* _SUPPLIED TEXT_:
====
Master's in Sports and Health Sciences: Salary & Careers

Job Title Median Annual Salary (2018)* Job Growth (2018-2028)*
Physician Assistant $108,610 31%
Occupational Therapist $84,270 18%
Nutritionist $60,370 11%
Exercise Physiologist $49,270 10%
Athletic Trainer $47,510 19%

Sources: *Bureau of Labor Statistics

Careers with a Master's in Sports and Health Sciences

Physician Assistant

Working in clinical settings, physician assistants (PAs) are licensed caregivers who perform similar tasks as doctors. Like doctors, physician assistants work full time and with individual patients, including diagnosing and writing prescriptions. If the patient needs more attention, it is the job of the PA to bring in the assistance of the practicing physician. A master's degree gives students the necessary experience and knowledge in areas such as human anatomy, pharmacology, and physiology, as well as practical clinical hours to be able to work at this level.

Occupational Therapist

Occupational therapists help people regain control of their bodies after accidents, traumas or those with disabilities, specifically when performing day to day activities. It is their job to evaluate patients and establish goals according to their specific needs. Steps to achieve these goals include body strengthening, coordination, and mobility. Occupational therapists are expected to be in shape in order to carry outpatient needs in a clinical setting. A master's degree will give students the tools, knowledge, and experience in clinical settings to be able to sit the required license exam for occupational therapists.
====
* _WORK INSTRUCTIONS_: Reproduce the part of the text on sports and health sciences careers that begins with the words "Working in clinical" and ends after the words "at this level.".

Saved entries:
====
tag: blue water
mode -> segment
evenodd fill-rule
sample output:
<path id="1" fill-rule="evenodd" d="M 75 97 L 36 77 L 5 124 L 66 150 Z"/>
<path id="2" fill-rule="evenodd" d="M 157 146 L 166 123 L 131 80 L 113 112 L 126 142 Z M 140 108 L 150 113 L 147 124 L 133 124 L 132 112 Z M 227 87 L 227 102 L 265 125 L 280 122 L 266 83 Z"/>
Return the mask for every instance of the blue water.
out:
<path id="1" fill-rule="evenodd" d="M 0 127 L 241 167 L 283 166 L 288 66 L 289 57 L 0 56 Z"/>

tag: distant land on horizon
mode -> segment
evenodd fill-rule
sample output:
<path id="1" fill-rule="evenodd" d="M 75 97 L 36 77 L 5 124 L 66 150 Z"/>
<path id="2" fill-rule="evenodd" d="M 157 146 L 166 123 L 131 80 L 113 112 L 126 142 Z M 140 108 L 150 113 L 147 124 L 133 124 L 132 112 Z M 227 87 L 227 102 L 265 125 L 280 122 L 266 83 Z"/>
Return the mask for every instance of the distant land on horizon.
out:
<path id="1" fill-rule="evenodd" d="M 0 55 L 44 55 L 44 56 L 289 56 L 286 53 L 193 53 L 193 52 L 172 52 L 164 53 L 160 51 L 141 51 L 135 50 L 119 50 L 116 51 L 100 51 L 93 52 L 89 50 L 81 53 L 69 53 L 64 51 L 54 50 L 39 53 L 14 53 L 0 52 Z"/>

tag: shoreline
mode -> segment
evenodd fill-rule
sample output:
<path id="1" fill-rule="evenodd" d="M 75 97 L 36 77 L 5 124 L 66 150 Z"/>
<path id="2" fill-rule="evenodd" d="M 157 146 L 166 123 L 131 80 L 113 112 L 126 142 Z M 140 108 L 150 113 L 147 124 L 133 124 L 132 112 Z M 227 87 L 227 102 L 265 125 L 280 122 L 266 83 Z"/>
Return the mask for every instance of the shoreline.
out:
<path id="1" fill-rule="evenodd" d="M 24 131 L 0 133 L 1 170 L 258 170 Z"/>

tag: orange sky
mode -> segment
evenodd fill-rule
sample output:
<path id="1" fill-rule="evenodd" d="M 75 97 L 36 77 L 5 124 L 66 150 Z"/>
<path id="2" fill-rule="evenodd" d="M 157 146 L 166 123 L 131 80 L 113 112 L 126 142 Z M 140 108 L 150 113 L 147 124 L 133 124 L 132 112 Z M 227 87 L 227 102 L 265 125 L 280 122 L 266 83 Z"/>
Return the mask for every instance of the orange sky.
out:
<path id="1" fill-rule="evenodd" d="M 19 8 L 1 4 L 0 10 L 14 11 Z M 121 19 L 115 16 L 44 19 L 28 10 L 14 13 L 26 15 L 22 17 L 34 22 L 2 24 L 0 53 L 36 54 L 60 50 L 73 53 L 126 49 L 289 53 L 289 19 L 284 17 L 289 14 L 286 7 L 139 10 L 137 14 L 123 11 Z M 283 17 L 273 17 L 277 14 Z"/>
====
* _PROBLEM SOLUTION_:
Working in clinical settings, physician assistants (PAs) are licensed caregivers who perform similar tasks as doctors. Like doctors, physician assistants work full time and with individual patients, including diagnosing and writing prescriptions. If the patient needs more attention, it is the job of the PA to bring in the assistance of the practicing physician. A master's degree gives students the necessary experience and knowledge in areas such as human anatomy, pharmacology, and physiology, as well as practical clinical hours to be able to work at this level.